• [Extract]:
*** Begin section ***
The 32 megawatt AC Long Island Solar Farm (LISF), located in Upton, New York, was the largest photovoltaic array in the eastern U.S. in November 2011. The LISF is made up of 164,312 solar panels from BP Solar which provide enough electricity for roughly 4,500 households. The project will cause the abatement of more than 30,000 metric tons of carbon dioxide emissions per year. LISF is co-owned by BP Solar and MetLife through Long Island Solar Farm LLC. Municipal utility Long Island Power Authority (LIPA) buys the 37 MW power plant's output, which is estimated at 44 GWh annually, under a 20-year power purchase agreement (PPA). Payments over that time are expected to total $298 million (34¢/kWh, 60¢/LIPA customer/month). The project was engineered by Blue Oak Energy and construction subcontracted to Hawkeye LLC from Hauppauge, New York. The plant earned the Best Photovoltaic Project of Year Award from the New York Solar Energy Industries Association. The panels are mounted at a fixed tilt angle of 35°, with the rows spaced approximately 18 ft 4 in apart.
*** End section ***
Stored data entries:
*** Begin section ***
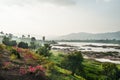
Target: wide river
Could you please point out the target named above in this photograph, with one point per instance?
(81, 46)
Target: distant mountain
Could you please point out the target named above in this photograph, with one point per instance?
(90, 36)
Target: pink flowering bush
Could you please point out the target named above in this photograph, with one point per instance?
(23, 70)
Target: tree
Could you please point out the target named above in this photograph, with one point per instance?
(111, 71)
(23, 45)
(73, 62)
(44, 50)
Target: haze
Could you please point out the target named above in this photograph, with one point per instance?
(59, 17)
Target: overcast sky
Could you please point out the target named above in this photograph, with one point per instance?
(59, 17)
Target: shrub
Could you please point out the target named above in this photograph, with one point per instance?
(23, 45)
(13, 51)
(44, 50)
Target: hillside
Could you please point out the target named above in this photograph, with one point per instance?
(90, 36)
*** End section ***
• [Things to do]:
1. Name each organization mentioned in the Long Island Solar Farm passage.
2. Pick up the Long Island Solar Farm passage after its last sentence and keep writing.

• [Responses by task]:
1.
BP Solar
MetLife
Long Island Solar Farm LLC
Long Island Power Authority (LIPA)
Blue Oak Energy
Hawkeye LLC
New York Solar Energy Industries Association

2.
The solar farm uses 25 of the 1.25 MVA inverters and a 34.5 kV collector system. Since the connection to the grid is at 69 kV, and acquiring a spare step-up transformer of that capacity has a long lead time, a spare transformer is maintained onsite. Each inverter has an associated meteorological station to help researchers correlate plant output with observed and predicted weather, to help learn how to integrate photovoltaics into the power grid.

A formal case study of the development of the Long Island Solar Farm was published by the U.S. Department of Energy in May 2013.

==Eastern Long Island Solar Project==
The 17 MW (AC) Eastern Long Island Solar Project or Suffolk Solar Carport Project consists of a group of projects, three at LIRR carparks. $124 million has been allocated to pay for the electricity generated, over 20 years, from the project (approximately 27¢/kWh). Plans to install solar panels at Ronkonkoma LIRR have stalled.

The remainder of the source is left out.